GIVEN PROBLEM
Locate "Could you please indicate the marble" in the listing below, then output the line holding it and every line after it, exactly and with nothing else.

Pointing and labeling entries
--- START ---
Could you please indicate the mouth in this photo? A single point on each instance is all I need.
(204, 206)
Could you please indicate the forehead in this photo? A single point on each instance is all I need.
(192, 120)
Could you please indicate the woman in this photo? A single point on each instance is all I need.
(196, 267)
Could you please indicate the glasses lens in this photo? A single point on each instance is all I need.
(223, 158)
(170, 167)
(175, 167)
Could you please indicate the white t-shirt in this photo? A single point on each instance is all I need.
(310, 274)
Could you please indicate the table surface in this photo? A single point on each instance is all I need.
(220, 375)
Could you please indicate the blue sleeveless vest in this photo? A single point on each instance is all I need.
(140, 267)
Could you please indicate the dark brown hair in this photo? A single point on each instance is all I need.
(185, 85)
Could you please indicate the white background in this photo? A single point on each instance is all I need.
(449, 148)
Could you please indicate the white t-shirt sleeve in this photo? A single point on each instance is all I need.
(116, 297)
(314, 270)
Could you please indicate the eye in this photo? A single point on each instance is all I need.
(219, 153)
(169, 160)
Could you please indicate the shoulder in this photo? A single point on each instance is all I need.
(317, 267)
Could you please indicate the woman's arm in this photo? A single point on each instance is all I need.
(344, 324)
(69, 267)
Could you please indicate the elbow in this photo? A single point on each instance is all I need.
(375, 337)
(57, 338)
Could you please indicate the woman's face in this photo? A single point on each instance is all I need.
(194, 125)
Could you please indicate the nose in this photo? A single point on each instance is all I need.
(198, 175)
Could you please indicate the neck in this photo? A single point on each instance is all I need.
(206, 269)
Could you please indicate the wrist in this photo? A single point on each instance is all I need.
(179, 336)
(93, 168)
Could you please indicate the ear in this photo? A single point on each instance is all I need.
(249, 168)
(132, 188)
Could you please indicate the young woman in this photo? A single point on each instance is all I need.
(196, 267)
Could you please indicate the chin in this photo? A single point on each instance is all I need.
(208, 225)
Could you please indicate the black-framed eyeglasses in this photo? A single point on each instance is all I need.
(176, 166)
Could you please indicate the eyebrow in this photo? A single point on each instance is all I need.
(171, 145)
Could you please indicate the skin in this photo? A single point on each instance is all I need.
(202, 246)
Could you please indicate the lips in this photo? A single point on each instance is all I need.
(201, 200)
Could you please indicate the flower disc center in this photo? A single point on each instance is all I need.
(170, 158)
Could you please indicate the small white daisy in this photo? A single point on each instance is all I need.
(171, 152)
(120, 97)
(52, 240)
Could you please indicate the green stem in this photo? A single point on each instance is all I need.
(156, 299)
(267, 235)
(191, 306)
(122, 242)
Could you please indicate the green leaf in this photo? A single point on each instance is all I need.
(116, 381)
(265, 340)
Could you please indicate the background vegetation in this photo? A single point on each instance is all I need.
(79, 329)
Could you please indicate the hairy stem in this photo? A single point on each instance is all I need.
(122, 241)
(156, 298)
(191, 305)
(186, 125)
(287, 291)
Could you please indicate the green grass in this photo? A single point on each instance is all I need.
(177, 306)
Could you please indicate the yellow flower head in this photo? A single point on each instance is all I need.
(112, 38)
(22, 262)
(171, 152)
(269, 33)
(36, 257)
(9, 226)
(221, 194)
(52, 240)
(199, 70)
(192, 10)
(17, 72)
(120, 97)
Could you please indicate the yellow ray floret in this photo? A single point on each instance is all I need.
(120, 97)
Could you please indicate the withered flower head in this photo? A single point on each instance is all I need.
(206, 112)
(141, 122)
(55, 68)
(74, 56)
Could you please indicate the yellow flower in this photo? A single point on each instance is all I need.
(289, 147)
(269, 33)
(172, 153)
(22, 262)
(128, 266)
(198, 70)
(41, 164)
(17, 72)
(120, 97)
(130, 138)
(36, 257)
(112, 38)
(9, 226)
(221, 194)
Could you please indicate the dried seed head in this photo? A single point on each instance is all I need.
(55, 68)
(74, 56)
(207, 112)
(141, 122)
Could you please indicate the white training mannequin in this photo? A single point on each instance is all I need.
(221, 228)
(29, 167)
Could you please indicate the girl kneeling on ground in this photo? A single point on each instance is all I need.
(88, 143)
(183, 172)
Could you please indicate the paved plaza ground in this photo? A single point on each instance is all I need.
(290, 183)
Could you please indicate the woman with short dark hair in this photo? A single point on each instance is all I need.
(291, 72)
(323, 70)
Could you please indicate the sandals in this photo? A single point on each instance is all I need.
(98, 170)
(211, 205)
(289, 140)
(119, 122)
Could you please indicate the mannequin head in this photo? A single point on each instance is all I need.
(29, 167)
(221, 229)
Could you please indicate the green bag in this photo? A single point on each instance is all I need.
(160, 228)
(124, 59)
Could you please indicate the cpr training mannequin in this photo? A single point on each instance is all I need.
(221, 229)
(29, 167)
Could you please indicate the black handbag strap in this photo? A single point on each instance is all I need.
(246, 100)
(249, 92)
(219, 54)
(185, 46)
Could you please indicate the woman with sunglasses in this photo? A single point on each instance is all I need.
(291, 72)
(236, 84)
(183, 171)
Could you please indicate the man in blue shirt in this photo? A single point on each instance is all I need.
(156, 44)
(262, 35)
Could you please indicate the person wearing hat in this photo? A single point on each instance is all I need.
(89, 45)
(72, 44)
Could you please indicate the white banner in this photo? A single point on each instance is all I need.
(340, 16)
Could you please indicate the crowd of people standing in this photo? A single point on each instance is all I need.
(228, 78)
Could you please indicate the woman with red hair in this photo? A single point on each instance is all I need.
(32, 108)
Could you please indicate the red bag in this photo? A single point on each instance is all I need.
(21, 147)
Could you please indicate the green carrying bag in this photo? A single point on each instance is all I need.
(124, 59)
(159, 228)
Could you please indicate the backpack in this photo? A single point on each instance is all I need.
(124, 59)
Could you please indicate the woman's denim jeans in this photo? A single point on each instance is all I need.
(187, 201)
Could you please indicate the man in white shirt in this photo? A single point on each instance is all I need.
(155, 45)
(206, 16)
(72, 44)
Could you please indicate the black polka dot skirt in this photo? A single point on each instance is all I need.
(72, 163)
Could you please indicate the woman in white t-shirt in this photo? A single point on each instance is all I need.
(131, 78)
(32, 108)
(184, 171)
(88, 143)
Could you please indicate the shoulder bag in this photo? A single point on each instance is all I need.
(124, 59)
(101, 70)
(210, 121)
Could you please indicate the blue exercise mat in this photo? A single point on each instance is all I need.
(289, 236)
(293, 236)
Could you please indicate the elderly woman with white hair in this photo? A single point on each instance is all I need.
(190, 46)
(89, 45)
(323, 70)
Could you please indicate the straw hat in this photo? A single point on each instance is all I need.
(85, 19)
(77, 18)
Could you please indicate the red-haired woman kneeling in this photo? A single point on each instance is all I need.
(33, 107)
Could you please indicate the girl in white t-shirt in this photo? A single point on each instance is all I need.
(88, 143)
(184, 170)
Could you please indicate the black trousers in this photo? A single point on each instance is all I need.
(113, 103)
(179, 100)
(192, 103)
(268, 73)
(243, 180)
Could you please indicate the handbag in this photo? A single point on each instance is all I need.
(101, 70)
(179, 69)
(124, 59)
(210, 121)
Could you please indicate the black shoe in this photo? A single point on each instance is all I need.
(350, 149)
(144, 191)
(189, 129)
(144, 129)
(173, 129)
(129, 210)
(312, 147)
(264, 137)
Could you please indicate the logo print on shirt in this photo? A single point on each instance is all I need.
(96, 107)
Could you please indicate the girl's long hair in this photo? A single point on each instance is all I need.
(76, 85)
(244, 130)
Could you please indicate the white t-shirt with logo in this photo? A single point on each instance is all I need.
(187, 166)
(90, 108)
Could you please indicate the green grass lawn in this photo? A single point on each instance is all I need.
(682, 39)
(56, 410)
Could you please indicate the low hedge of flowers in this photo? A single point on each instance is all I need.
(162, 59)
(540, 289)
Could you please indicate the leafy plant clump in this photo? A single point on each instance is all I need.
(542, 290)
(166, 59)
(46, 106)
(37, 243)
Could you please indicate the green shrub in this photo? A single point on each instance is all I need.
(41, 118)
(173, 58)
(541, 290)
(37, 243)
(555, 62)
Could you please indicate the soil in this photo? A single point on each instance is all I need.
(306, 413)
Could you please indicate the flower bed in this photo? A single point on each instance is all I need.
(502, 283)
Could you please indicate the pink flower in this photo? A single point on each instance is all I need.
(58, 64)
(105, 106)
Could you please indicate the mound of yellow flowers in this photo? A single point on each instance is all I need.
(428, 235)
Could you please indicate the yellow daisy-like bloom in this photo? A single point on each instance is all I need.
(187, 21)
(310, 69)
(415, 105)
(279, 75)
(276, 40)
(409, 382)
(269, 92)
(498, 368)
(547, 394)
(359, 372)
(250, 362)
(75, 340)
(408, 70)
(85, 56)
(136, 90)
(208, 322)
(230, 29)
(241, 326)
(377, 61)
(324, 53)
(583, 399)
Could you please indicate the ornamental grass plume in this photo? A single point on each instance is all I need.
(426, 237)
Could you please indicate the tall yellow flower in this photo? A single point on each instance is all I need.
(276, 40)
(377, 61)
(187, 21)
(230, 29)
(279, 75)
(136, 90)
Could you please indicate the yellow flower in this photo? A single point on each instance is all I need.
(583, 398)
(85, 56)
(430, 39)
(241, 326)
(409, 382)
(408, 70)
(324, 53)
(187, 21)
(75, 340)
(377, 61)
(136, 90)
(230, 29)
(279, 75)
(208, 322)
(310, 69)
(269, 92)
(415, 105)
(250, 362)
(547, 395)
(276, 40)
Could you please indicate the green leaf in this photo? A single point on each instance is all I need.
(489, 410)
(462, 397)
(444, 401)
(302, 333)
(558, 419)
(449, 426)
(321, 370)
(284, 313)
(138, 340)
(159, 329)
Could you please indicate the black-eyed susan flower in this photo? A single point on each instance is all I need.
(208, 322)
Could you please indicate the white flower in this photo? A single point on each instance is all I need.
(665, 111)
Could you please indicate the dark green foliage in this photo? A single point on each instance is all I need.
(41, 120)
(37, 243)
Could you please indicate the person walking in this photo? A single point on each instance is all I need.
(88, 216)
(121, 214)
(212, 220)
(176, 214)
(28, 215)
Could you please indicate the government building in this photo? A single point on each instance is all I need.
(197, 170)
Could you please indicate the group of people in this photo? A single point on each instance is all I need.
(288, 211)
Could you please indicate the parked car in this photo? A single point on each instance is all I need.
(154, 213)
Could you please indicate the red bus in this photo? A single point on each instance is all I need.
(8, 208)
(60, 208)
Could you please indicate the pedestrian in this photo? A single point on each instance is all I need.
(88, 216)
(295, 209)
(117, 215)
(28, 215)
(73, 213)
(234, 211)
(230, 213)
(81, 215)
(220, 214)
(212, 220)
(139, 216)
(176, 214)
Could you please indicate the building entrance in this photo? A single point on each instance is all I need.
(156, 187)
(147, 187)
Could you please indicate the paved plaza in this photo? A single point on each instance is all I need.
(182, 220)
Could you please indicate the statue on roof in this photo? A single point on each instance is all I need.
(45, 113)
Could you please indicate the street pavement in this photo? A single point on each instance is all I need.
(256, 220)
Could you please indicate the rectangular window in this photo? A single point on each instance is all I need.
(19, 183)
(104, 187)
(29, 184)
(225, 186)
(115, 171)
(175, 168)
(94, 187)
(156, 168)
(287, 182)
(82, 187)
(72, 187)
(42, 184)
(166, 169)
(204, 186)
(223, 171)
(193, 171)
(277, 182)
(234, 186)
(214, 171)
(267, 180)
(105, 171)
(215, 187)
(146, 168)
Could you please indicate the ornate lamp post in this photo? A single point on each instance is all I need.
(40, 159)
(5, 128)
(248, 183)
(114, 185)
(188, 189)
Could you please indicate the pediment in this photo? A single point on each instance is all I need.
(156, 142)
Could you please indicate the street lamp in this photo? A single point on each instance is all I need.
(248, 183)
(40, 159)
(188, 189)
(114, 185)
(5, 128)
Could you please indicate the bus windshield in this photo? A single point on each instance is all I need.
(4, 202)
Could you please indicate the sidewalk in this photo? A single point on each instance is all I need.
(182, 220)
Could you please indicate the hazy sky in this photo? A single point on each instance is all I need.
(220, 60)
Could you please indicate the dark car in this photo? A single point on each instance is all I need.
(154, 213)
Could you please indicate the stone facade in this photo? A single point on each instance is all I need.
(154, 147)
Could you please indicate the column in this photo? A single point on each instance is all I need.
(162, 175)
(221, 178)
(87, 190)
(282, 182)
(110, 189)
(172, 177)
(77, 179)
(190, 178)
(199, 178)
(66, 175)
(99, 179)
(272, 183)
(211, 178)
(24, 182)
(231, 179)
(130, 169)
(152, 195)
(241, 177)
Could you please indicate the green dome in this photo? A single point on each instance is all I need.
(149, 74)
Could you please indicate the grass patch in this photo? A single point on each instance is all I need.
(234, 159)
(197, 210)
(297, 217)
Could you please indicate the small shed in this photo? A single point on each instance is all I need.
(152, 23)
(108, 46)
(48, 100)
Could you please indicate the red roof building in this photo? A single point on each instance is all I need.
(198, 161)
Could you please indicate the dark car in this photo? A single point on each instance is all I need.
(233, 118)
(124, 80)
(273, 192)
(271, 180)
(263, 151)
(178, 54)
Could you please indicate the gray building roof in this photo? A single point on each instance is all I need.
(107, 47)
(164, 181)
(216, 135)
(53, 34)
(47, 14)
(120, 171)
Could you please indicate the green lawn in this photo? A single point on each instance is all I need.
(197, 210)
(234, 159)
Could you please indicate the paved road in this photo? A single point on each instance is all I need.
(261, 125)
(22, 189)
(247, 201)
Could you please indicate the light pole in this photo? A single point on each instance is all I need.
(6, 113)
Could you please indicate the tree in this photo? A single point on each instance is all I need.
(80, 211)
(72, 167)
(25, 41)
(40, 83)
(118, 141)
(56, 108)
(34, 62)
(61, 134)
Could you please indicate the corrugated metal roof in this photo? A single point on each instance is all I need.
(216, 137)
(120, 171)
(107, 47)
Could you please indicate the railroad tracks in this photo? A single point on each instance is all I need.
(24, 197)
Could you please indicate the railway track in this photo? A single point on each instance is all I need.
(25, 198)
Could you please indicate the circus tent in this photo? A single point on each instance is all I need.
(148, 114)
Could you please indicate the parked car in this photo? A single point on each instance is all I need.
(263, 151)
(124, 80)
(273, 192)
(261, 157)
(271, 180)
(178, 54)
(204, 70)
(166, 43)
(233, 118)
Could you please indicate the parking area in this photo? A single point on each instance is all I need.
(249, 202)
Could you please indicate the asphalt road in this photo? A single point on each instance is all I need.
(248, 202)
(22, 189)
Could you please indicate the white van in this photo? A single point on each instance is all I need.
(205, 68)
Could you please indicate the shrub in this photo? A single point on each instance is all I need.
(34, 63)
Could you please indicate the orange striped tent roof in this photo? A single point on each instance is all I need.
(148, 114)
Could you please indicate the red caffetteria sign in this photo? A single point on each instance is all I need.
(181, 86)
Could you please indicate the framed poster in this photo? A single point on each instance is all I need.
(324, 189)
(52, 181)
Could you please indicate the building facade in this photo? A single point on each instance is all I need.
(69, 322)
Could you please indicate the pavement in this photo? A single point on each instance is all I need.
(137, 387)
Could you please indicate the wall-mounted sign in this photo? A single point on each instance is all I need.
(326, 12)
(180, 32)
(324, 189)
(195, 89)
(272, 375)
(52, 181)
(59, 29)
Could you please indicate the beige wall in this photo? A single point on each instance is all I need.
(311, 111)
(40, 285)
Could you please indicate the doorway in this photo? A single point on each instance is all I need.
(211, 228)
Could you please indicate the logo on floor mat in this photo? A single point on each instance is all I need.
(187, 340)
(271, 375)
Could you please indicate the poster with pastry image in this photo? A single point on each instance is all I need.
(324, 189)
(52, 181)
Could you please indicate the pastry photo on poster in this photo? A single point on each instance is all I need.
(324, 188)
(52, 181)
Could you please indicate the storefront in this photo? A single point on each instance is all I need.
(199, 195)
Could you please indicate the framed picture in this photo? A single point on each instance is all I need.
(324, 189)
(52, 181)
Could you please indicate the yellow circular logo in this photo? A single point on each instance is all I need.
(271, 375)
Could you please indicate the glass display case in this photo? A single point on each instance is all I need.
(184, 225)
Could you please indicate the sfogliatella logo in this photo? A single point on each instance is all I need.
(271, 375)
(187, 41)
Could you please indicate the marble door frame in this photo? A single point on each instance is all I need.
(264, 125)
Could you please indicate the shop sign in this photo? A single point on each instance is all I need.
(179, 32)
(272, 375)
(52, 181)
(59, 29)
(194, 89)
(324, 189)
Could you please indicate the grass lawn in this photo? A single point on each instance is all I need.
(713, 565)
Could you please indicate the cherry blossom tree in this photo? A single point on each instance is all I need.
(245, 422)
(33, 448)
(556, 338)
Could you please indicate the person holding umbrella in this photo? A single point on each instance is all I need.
--- END ---
THE OUTPUT
Could you please indicate the marble door frame in this photo? A single point on each instance is all I need.
(264, 125)
Could you please indicate the shop sign in this photo? A single point on each instance is all I need.
(179, 32)
(272, 375)
(52, 181)
(59, 29)
(194, 89)
(324, 189)
Could you please indicate the grass lawn in this photo? A single point on each instance is all I need.
(713, 565)
Could you please indicate the cherry blossom tree in this photo? A single point on each instance is all I need.
(245, 422)
(33, 448)
(556, 338)
Could you please indicate the person holding umbrella in this photo? A single point on each instance is all I need.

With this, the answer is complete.